READING TEXT —
▼▼▼

KenAndrews has asked for the wisdom of the Perl Monks concerning the following question:

I am starting to learn Perl by reading "Learning Perl" and testing on a Centos box.

I typed in a piece of code from the book and it did exactly what the book said it should do... But I don't know why!

This is the code I typed in (modded to my coding requirements):

use strict; use warnings; my @lArray; my @lNums = 1..3; unshift @lArray, 5; print "Array: @lArray\n"; unshift @lArray, 4; print "Array: @lArray\n"; unshift @lArray, @lNums; print "Array: @lArray\n";

The output of the third print is "Array: 1 2 3 4 5", exactly as the book showed. My question is why is it that way? After thinking about it my expectation was that it would be "Array: 3 2 1 4 5".

I expected "unshift @lArray, @lNums" to expand to "unshift @lArray, 1 2 3" and then be processed as though:

unshift @lArray, 1 unshift @lArray, 2 unshift @lArray, 3

However, it doesn't. It looks like the unshift operation is processing the values given in reverse order (3 2 1). Is this true? If not, how is it putting them in in the given order rather than reversed?

▲▲▲

SUPPLIED DATA —
▼▼▼

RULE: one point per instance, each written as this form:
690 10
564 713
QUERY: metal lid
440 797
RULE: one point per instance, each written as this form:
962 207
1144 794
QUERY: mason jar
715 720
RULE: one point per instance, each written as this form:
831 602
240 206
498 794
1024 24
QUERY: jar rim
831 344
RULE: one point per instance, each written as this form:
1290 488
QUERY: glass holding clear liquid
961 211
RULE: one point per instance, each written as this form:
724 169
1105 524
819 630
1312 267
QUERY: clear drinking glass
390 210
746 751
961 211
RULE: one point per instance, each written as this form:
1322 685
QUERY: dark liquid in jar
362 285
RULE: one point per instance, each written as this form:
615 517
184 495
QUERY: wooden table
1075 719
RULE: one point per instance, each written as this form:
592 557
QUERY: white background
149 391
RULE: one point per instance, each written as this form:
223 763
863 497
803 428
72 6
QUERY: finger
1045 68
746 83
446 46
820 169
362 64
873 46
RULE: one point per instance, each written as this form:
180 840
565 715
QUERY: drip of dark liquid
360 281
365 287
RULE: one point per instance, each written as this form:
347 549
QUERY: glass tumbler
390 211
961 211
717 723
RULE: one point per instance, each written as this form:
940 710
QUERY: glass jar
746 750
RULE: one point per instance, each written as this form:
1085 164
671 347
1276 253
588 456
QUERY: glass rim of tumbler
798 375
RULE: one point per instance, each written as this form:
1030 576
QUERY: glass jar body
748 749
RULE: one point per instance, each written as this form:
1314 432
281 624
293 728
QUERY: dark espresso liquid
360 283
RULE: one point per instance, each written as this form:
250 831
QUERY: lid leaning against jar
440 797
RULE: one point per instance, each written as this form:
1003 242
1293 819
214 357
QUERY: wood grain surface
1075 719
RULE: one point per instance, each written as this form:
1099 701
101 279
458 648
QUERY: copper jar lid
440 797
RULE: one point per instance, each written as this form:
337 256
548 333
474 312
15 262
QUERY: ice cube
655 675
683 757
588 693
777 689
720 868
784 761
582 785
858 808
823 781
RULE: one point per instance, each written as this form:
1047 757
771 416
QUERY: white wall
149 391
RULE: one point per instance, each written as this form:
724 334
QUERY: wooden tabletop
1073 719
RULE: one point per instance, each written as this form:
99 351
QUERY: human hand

▲▲▲

TASK LIST —
**1)** Write down the section of the Perl post from "KenAndrews has asked" up to and including "a Centos box.", word for word.
**2)** Please extend the forum post about Perl's unshift, picking up right after its last sentence.
The rows are separate material with no tie to the Perl post.

RESULTS BY TASK —
**1)**
KenAndrews has asked for the wisdom of the Perl Monks concerning the following question:

I am starting to learn Perl by reading "Learning Perl" and testing on a Centos box.

**2)**
Anyway, that's my problem; totally confused by Chapter 3.

Replies are listed 'Best First'.
Re: I am confused by a "Learning Perl" sample showing "unshift"
by haukex (Bishop) on Jan 22, 2021 at 20:43 UTC
    My question is why is it that way?

    See unshift:

    Note the LIST is prepended whole, not one element at a time, so the prepended elements stay in the same order. Use reverse to do the reverse.
Re: I am confused by a "Learning Perl" sample showing "unshift"
by LanX (Cardinal) on Jan 22, 2021 at 21:07 UTC
    unshift is like push just from the lower side, kind of inverted shift

    a little perldebugger demo

    DB<9> x @a =(5) 0 5 DB<10> unshift @a,4 DB<11> x @a 0 4 1 5 DB<12> unshift @a,1,2,3 DB<13> x @a 0 1 1 2 2 3 3 4 4 5 DB<14> push @a, 6 DB<15> x @a 0 1 1 2 2 3 3 4 4 5 5 6 DB<16> p shift @a 1 DB<17> x @a 0 2 1 3 2 4 3 5 4 6 DB<18> p pop @a 6 DB<19> x @a 0 2 1 3 2 4 3 5 DB<20>

    I recommend trying perl -de0 to play around by yourself

    Cheers Rolf
    (addicted to the Perl Programming Language :)
    Wikisyntax for the Monastery

      Thanks for the response. My problem is not really what it's doing as that's obvious by the results. My problem is more the how.

      unshift when acting with one value is (sort of) moving everything up one slot, then filling in the new [0] slot.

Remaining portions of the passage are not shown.